WHAT THE TASK ASKS: A precise repetition of every line below is the required answer.

**** DATA TO PROCESS ****

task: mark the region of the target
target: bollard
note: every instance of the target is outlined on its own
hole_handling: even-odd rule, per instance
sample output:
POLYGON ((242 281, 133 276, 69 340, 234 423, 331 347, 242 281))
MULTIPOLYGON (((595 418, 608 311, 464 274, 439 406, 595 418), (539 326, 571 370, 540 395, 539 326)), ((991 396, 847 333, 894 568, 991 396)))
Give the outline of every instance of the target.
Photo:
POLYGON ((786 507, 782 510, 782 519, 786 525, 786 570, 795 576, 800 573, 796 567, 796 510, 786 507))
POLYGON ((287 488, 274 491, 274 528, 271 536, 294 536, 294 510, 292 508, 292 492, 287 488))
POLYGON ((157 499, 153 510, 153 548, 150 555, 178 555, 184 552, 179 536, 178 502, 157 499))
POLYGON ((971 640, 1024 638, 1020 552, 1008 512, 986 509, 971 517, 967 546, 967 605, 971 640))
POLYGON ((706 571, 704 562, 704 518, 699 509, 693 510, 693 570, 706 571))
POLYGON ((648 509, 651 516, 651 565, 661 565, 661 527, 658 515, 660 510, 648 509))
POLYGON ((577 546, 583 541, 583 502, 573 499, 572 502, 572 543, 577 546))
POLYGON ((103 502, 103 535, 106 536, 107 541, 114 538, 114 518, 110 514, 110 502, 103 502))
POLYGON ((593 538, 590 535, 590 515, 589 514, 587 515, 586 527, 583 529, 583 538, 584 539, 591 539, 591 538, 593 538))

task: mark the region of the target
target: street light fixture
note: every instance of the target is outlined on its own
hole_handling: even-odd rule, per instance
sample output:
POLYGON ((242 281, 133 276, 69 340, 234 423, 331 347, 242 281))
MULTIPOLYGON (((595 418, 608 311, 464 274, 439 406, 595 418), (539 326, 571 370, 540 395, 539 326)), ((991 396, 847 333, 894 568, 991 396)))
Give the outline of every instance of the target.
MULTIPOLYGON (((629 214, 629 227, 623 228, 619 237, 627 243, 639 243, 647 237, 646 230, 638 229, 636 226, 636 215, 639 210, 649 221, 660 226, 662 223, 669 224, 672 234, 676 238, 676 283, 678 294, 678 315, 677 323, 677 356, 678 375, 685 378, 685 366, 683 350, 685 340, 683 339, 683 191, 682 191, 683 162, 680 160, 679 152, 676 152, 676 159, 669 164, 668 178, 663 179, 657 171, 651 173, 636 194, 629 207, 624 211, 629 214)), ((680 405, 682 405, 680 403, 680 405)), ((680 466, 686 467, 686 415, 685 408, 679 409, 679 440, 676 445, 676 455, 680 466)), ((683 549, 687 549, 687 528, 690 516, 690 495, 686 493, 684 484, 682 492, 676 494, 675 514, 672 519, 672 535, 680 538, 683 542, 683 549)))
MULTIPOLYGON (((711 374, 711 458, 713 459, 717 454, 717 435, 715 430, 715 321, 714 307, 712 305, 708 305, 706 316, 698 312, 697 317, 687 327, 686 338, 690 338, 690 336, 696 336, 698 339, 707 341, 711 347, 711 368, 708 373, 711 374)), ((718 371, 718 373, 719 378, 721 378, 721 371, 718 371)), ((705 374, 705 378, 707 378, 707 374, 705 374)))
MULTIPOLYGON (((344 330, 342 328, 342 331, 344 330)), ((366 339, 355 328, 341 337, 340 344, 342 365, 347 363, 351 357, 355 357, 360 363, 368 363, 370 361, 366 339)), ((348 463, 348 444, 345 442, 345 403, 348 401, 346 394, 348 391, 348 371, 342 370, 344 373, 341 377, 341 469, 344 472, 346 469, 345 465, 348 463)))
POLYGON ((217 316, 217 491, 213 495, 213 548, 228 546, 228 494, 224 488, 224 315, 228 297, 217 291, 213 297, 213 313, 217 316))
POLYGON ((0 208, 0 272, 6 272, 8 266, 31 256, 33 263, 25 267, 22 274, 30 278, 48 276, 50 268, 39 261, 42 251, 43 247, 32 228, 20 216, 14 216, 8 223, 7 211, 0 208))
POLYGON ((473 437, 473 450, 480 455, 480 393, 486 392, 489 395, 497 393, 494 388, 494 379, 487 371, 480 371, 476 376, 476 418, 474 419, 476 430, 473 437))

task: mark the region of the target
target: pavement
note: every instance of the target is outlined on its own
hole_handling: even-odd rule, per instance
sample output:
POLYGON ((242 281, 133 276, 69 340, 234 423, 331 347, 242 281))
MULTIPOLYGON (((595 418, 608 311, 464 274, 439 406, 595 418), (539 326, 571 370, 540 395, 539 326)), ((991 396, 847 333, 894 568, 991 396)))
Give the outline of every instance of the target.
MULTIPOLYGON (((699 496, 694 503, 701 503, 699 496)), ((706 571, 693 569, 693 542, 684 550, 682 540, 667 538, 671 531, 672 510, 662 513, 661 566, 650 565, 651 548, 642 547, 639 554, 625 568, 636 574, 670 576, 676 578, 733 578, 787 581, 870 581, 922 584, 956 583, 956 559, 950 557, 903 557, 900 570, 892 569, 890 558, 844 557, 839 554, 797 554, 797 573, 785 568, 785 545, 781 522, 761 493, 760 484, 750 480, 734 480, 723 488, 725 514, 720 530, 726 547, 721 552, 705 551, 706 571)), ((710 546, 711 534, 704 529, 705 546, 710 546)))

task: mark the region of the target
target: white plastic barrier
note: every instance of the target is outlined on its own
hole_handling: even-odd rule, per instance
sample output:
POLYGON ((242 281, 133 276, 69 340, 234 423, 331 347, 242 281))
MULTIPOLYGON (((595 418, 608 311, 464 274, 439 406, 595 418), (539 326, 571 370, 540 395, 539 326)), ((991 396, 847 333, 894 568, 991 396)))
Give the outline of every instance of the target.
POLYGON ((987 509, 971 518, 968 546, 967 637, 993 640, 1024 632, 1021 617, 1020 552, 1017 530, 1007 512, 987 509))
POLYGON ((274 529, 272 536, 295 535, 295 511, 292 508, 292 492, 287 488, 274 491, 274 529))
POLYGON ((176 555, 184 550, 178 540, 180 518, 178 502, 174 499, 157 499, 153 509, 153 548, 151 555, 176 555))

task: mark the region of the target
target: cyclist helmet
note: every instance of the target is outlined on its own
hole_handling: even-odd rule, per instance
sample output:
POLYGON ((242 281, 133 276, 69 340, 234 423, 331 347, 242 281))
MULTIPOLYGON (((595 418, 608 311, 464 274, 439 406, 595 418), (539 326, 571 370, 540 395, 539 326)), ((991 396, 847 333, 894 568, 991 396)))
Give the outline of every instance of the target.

****

ANSWER SECTION:
task: mark the region of the target
target: bollard
note: every instance of the target is outlined on its own
hole_handling: even-odd rule, per instance
sample output:
POLYGON ((242 281, 133 276, 69 340, 234 423, 331 347, 242 281))
MULTIPOLYGON (((595 418, 608 311, 464 274, 439 406, 595 418), (539 326, 571 370, 540 395, 539 326)), ((991 396, 847 333, 894 568, 991 396)))
Give the outline of every instance of the target.
Photo:
POLYGON ((786 507, 782 510, 782 519, 786 525, 786 570, 795 576, 800 573, 796 567, 796 510, 786 507))
POLYGON ((287 488, 274 491, 274 528, 271 536, 294 536, 294 510, 292 508, 292 492, 287 488))
POLYGON ((157 499, 153 510, 153 548, 150 555, 178 555, 184 552, 179 536, 178 502, 157 499))
POLYGON ((971 640, 1024 638, 1020 552, 1008 512, 986 509, 971 517, 967 546, 967 605, 971 640))
POLYGON ((706 571, 704 562, 704 518, 699 509, 693 510, 693 570, 706 571))
POLYGON ((648 509, 651 516, 651 565, 661 565, 661 527, 658 515, 660 510, 648 509))
POLYGON ((577 546, 583 541, 583 502, 573 499, 572 502, 572 543, 577 546))
POLYGON ((103 502, 103 535, 106 536, 107 541, 114 538, 114 518, 110 514, 110 502, 103 502))
POLYGON ((593 538, 590 535, 590 515, 589 514, 587 515, 586 527, 583 529, 583 538, 584 539, 591 539, 591 538, 593 538))

task: mark the region of the target
target: street light fixture
note: every instance of the target is outlined on its own
hole_handling: even-odd rule, per instance
sample output:
POLYGON ((242 281, 133 276, 69 340, 234 423, 331 347, 242 281))
MULTIPOLYGON (((595 418, 608 311, 464 274, 439 406, 595 418), (539 326, 571 370, 540 395, 539 326)), ((991 396, 847 333, 894 568, 991 396)))
Give the outline of every instance of the target.
MULTIPOLYGON (((629 214, 629 227, 623 228, 619 237, 627 243, 639 243, 647 237, 646 230, 638 229, 636 226, 636 215, 639 210, 649 221, 660 226, 662 223, 669 224, 672 234, 676 238, 676 283, 678 294, 678 315, 677 323, 677 356, 678 375, 685 378, 685 366, 683 350, 685 340, 683 339, 683 191, 682 191, 683 162, 680 160, 679 152, 676 152, 676 159, 669 164, 668 178, 663 179, 657 171, 651 173, 636 194, 629 207, 624 211, 629 214)), ((680 405, 682 405, 680 403, 680 405)), ((680 466, 686 467, 686 415, 685 408, 679 409, 679 440, 676 445, 676 455, 680 466)), ((683 549, 687 549, 687 528, 690 516, 690 495, 686 493, 684 484, 682 492, 676 494, 675 514, 672 519, 672 535, 680 538, 683 542, 683 549)))
MULTIPOLYGON (((711 374, 711 458, 713 459, 717 454, 717 435, 715 430, 715 321, 714 307, 712 305, 708 305, 706 316, 698 312, 697 317, 687 327, 686 338, 690 338, 690 336, 696 336, 698 339, 707 341, 711 347, 711 368, 708 373, 711 374)), ((718 371, 718 373, 719 378, 721 378, 721 371, 718 371)), ((705 374, 705 378, 707 378, 707 374, 705 374)))
MULTIPOLYGON (((344 330, 342 328, 342 331, 344 330)), ((366 339, 355 328, 341 337, 340 344, 342 365, 347 363, 351 357, 355 357, 360 363, 368 363, 370 361, 366 339)), ((348 463, 348 444, 345 442, 345 403, 348 401, 346 394, 348 391, 348 371, 342 370, 344 373, 341 377, 341 469, 344 472, 346 469, 345 465, 348 463)))
POLYGON ((217 316, 217 491, 213 495, 213 548, 228 546, 228 494, 224 488, 224 315, 228 297, 217 291, 213 297, 213 313, 217 316))
POLYGON ((0 208, 0 272, 6 272, 8 266, 31 256, 33 263, 25 267, 22 274, 30 278, 48 276, 50 268, 39 261, 42 251, 43 247, 32 228, 20 216, 14 216, 8 223, 7 211, 0 208))
POLYGON ((473 437, 473 450, 480 455, 480 393, 486 392, 489 395, 497 393, 494 388, 494 379, 487 371, 480 371, 476 376, 476 418, 474 419, 476 430, 473 437))

task: mark the region of the target
target: pavement
note: every instance of the target is outlined on its own
hole_handling: even-odd rule, per instance
sample output:
POLYGON ((242 281, 133 276, 69 340, 234 423, 331 347, 242 281))
MULTIPOLYGON (((595 418, 608 311, 464 274, 439 406, 595 418), (539 326, 571 370, 540 395, 539 326)), ((991 396, 847 333, 894 568, 991 396)))
Give the outline of every instance of the target.
MULTIPOLYGON (((699 496, 694 503, 701 503, 699 496)), ((706 571, 693 569, 693 542, 684 550, 682 540, 667 538, 671 531, 672 510, 662 513, 661 566, 650 565, 651 548, 642 547, 639 554, 625 568, 636 574, 670 576, 676 578, 733 578, 787 581, 870 581, 922 584, 956 583, 956 559, 950 557, 903 557, 900 570, 892 569, 890 558, 844 557, 839 554, 797 554, 797 573, 785 568, 785 545, 781 522, 761 493, 760 484, 750 480, 734 480, 723 488, 725 514, 720 530, 726 547, 721 552, 705 551, 706 571)), ((710 546, 711 534, 704 529, 705 546, 710 546)))

task: mark the region of the target
target: white plastic barrier
note: every instance of the target is outlined on its own
hole_handling: even-odd rule, per instance
sample output:
POLYGON ((242 281, 133 276, 69 340, 234 423, 331 347, 242 281))
MULTIPOLYGON (((595 418, 608 311, 464 274, 439 406, 595 418), (539 326, 571 370, 540 395, 539 326)), ((991 396, 847 333, 894 568, 991 396)))
Give the outline of every instance of the target.
POLYGON ((987 509, 971 518, 968 546, 967 637, 993 640, 1024 632, 1021 617, 1020 552, 1017 530, 1007 512, 987 509))
POLYGON ((274 529, 272 536, 295 535, 295 511, 292 508, 292 492, 287 488, 274 491, 274 529))
POLYGON ((176 555, 184 550, 178 540, 180 518, 178 502, 174 499, 157 499, 153 509, 153 548, 151 555, 176 555))

task: mark the region of the target
target: cyclist helmet
note: every instance of the target is outlined on its own
hole_handling: even-odd rule, per instance
sample output:
POLYGON ((242 281, 133 276, 69 340, 234 423, 331 347, 242 281))
MULTIPOLYGON (((595 418, 608 311, 464 274, 439 406, 595 418), (539 326, 571 370, 540 395, 539 326)), ((991 396, 847 333, 894 568, 991 396)))
Give the outline of every instance of the target.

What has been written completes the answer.